▸ PROBLEM DESCRIPTION: Among the entries below, find all lines that include "raised" and copy them.

▸ INPUT MATERIAL:
━━━━━━━━━━━━━━━━

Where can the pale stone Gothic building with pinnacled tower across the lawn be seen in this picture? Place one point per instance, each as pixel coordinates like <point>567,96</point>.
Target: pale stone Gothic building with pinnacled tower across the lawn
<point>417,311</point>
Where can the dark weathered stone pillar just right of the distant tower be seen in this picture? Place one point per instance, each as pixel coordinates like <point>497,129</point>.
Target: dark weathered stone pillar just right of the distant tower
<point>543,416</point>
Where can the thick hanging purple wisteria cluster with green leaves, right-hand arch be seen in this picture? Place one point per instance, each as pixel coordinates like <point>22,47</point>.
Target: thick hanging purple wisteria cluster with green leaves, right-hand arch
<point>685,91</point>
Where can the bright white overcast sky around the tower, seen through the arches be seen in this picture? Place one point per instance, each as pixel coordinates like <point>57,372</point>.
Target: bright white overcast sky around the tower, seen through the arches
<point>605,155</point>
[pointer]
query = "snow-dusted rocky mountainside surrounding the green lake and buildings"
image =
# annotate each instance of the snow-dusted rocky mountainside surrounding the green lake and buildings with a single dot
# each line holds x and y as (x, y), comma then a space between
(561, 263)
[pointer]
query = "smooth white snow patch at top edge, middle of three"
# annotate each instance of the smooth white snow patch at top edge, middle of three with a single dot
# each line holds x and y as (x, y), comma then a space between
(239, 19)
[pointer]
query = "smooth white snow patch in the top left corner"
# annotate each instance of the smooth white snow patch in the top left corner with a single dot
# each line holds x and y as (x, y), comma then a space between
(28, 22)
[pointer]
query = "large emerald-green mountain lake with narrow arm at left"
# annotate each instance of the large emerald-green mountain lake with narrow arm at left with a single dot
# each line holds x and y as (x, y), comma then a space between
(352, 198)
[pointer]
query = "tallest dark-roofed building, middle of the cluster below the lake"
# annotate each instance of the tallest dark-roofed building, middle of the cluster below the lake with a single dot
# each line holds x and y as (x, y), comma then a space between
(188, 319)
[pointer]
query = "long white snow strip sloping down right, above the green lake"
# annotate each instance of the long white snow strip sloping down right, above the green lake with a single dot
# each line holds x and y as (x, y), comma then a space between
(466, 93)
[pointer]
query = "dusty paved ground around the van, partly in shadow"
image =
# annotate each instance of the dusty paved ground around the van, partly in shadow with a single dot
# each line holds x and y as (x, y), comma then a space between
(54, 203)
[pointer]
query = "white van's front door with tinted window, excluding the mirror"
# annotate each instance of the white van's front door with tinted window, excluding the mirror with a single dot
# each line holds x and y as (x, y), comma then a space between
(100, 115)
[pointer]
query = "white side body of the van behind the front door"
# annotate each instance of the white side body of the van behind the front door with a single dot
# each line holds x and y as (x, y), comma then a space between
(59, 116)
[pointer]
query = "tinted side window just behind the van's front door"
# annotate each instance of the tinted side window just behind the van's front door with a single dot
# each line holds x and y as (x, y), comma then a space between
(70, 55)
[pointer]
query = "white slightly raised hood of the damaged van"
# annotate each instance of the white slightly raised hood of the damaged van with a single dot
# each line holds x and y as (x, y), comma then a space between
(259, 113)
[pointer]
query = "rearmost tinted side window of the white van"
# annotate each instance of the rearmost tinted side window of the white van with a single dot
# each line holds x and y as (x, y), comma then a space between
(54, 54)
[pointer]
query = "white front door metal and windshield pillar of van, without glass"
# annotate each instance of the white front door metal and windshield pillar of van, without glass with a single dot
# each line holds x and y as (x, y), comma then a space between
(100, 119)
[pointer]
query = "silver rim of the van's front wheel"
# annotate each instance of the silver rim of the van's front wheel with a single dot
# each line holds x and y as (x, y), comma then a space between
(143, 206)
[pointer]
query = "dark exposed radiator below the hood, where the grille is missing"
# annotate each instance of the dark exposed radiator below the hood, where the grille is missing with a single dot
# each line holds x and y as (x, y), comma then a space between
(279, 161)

━━━━━━━━━━━━━━━━

▸ ANSWER:
query = "white slightly raised hood of the damaged van"
# annotate each instance of the white slightly raised hood of the damaged van with a single dot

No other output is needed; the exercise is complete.